Keep to one stretch of the data below, the lines from the one with "note: every instance" up to and including the one with "86), (173, 110)]]", and return that stretch exactly.

• _DATA FOR THIS TASK_
-- Opening Marker --
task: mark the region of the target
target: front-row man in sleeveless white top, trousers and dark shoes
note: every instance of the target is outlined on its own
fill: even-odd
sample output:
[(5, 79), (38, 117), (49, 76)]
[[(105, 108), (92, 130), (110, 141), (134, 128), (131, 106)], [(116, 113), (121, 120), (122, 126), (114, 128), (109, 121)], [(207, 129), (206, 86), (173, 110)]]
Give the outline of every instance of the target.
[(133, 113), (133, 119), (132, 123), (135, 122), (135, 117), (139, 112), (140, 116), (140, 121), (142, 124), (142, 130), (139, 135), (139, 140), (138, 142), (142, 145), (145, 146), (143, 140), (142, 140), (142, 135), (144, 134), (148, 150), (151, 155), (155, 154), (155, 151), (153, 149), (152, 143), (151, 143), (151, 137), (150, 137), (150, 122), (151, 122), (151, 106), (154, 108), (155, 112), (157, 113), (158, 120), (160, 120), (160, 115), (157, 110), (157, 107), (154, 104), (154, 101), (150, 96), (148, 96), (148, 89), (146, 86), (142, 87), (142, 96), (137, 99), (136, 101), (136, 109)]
-- Closing Marker --
• _ANSWER TO THE PROBLEM_
note: every instance of the target is outlined on its own
fill: even-odd
sample output:
[(5, 79), (38, 117), (49, 76)]
[[(105, 108), (92, 130), (110, 141), (134, 128), (131, 106)], [(116, 113), (121, 120), (122, 126), (114, 128), (109, 121)], [(207, 129), (206, 86), (173, 110)]]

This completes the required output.